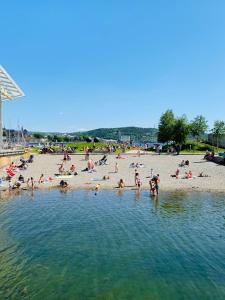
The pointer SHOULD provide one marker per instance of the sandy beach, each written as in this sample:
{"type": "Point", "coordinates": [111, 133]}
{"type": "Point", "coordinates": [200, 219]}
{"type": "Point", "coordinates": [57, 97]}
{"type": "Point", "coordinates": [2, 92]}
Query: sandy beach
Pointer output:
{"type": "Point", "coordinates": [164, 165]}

__Set task__
Return every line above verbatim, omitting the picture.

__Final result__
The pointer SHOULD provide one marker per instance of the sandy beach, each written as in this sample:
{"type": "Point", "coordinates": [111, 133]}
{"type": "Point", "coordinates": [200, 219]}
{"type": "Point", "coordinates": [57, 97]}
{"type": "Point", "coordinates": [2, 92]}
Query: sandy beach
Pointer output:
{"type": "Point", "coordinates": [164, 165]}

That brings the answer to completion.